DIRECTIONS FOR THIS TASK = Please print exactly the lines running from the one that contains "Where can the bus front" to the end of the data, with both lines included.
:: GIVEN INFORMATION
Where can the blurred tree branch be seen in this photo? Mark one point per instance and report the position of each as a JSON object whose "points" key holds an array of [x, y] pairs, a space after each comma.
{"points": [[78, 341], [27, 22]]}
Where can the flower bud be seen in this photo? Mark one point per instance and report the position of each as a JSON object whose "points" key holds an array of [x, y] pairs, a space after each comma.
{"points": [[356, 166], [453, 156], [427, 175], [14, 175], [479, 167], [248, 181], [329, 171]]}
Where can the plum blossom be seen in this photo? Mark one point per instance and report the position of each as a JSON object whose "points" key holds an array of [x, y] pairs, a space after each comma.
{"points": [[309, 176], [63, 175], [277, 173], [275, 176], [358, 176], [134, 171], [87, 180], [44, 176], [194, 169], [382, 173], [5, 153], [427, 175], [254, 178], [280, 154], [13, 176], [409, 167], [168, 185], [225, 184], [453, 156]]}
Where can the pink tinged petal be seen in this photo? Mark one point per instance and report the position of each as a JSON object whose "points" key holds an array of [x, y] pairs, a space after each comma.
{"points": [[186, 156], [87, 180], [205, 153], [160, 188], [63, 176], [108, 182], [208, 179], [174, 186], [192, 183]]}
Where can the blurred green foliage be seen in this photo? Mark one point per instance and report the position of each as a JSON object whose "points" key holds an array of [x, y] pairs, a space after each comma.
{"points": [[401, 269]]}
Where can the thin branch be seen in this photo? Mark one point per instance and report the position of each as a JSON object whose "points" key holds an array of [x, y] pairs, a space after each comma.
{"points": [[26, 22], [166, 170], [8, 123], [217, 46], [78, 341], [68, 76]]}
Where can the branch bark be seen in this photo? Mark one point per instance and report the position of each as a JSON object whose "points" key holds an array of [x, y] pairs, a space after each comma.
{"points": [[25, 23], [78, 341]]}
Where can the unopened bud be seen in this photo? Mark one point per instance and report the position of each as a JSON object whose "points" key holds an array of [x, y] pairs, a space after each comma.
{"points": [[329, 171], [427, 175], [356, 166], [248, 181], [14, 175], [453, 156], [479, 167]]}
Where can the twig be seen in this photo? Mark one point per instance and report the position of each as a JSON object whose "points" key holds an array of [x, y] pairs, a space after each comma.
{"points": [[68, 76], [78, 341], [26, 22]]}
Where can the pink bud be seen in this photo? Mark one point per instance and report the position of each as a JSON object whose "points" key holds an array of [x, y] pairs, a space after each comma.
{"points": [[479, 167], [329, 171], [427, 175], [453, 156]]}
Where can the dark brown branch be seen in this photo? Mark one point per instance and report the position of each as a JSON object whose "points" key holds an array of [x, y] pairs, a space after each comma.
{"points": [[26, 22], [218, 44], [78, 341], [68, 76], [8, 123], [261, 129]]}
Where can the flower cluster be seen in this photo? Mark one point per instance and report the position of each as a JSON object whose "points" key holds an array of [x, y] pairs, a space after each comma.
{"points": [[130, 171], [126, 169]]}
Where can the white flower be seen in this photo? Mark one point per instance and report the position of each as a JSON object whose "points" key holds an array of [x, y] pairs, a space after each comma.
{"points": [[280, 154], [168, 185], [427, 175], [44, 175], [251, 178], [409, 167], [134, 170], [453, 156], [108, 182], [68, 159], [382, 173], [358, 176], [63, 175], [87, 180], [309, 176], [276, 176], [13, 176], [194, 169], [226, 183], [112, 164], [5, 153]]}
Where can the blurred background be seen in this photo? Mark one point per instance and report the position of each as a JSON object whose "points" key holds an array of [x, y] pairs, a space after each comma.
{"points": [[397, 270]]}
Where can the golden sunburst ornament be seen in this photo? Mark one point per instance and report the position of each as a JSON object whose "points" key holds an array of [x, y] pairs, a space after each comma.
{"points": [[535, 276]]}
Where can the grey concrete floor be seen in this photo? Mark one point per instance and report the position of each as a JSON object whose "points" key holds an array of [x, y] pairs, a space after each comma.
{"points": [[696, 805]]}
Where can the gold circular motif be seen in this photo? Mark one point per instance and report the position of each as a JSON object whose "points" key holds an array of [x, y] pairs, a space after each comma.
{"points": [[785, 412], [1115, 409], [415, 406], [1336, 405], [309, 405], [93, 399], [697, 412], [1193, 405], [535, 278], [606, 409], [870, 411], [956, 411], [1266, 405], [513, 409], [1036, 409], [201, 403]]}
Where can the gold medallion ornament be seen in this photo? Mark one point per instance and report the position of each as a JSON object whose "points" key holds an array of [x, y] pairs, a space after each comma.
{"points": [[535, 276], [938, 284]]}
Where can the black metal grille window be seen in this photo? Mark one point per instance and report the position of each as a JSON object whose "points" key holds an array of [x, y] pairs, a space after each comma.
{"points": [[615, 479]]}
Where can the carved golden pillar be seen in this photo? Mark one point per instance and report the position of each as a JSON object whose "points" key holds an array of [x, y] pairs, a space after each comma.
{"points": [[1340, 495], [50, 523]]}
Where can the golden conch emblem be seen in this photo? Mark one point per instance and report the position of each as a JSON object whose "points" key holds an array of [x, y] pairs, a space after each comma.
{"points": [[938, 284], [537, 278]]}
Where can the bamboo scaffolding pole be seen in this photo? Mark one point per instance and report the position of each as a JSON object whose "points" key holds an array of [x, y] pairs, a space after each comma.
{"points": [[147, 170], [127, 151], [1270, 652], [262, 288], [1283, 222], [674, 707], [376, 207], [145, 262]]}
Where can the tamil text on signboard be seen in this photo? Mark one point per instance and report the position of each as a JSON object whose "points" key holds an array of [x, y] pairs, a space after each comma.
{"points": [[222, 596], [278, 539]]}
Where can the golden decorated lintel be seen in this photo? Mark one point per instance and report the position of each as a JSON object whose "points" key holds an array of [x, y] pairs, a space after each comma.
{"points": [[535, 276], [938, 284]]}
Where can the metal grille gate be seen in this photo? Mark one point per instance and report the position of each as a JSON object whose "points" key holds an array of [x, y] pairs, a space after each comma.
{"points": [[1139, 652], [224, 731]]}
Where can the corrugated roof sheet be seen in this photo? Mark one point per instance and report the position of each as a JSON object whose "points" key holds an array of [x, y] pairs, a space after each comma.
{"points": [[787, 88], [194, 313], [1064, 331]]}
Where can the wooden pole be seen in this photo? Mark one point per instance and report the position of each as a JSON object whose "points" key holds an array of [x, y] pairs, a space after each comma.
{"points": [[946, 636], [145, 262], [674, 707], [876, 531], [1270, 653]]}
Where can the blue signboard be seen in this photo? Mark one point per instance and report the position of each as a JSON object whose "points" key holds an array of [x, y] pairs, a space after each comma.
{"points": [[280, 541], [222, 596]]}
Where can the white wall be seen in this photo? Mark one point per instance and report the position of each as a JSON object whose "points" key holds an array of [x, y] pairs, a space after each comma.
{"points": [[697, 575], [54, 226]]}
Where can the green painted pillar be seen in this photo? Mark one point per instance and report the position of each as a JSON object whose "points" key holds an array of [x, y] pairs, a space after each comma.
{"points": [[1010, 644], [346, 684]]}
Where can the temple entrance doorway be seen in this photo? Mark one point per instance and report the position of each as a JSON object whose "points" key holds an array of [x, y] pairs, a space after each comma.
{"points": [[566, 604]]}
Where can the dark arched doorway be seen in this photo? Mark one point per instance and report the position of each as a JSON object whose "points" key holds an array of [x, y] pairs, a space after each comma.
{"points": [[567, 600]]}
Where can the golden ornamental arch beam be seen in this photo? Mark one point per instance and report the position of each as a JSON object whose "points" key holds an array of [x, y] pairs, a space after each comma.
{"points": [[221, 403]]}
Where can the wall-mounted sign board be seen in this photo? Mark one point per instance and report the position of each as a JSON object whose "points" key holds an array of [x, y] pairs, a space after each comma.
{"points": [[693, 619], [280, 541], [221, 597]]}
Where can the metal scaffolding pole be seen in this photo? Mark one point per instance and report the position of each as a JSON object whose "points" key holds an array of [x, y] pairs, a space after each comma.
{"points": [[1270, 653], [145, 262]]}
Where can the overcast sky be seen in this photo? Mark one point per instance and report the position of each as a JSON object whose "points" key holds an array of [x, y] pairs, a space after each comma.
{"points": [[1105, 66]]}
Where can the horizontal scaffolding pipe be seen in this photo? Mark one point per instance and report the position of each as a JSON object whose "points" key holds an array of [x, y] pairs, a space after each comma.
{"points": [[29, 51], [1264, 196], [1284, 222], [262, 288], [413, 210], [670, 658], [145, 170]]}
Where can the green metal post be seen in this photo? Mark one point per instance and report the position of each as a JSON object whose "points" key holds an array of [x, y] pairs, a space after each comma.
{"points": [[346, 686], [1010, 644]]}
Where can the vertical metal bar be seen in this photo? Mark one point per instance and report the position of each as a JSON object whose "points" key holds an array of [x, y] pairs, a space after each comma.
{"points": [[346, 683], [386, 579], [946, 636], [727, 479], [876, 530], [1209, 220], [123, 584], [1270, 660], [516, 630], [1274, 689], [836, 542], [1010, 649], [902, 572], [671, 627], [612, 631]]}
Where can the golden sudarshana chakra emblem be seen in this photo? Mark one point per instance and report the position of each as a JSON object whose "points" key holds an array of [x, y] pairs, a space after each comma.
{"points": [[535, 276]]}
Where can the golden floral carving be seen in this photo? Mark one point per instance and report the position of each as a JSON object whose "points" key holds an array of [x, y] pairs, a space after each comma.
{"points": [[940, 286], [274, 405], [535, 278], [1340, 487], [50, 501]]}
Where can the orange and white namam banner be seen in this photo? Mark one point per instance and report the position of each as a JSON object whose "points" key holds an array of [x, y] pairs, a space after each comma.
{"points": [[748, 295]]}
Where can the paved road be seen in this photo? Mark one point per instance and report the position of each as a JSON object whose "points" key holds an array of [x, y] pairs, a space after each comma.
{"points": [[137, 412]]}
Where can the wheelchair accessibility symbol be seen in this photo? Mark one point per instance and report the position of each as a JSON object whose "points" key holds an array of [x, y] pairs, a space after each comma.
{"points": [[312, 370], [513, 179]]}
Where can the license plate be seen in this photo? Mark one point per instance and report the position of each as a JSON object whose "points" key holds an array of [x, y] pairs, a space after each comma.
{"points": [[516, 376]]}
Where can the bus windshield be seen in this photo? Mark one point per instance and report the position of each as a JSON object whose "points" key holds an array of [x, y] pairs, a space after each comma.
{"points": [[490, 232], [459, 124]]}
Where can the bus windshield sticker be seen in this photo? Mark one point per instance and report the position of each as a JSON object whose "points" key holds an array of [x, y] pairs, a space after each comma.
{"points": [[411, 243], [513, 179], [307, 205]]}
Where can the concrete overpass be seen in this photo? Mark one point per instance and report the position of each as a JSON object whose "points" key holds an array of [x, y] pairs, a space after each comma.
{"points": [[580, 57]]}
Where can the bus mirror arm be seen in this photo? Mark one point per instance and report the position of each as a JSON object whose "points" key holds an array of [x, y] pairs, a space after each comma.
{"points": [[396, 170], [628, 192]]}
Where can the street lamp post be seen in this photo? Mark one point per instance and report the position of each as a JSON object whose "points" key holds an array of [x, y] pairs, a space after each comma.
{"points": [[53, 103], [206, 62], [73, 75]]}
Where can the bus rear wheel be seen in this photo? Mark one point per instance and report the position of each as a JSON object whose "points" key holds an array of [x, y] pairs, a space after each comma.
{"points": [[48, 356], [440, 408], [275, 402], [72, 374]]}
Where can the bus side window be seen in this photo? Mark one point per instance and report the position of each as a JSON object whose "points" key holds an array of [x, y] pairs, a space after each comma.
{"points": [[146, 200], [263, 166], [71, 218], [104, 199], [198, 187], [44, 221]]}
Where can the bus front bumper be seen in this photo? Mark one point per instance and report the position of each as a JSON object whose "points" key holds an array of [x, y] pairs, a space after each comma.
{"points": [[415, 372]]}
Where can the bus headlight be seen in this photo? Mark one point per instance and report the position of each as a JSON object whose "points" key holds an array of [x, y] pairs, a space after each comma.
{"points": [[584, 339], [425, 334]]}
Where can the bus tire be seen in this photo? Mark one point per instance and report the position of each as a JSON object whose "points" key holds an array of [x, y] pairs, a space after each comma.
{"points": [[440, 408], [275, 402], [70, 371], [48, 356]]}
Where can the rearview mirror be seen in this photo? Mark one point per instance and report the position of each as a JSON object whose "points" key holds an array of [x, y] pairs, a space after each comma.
::::
OUTPUT OF THE TASK =
Where can the bus front bumper be seen in this photo? Mark one point per instance and report the position of each as a JSON object whose "points" key holds an array of [x, y] pairs, a space after each comma.
{"points": [[415, 372]]}
Where can the bus headlight be seen in this photo? Mark one point per instance and report the position of each as a JSON object whose "points" key holds an array of [x, y] pairs, a space after each comma.
{"points": [[584, 339], [425, 334]]}
Where can the bus tire be seen in this photo? Mark one point per instance and report the position of each as a JSON object whose "points" key holds an array of [x, y] pairs, a space after each comma.
{"points": [[440, 408], [275, 402], [70, 371], [48, 356]]}
Where can the rearview mirror be seen in this photo? Mark one point per instance and report the position of each as a JSON object whose "points" key holds an array of [x, y] pairs, a space after each comma.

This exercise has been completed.